RECORDED INFORMATION:

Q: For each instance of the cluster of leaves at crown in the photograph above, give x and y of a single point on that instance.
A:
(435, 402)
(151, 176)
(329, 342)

WHAT IS REQUIRED: Please copy every line of the material above, changing only the answer coordinates: scale each one by 0.55 and round it to a whole number, with halves rounded up.

CORRECT RESPONSE:
Q: For each instance of the cluster of leaves at crown in the photograph above, give x and y of a single point on that instance.
A:
(239, 221)
(83, 97)
(181, 188)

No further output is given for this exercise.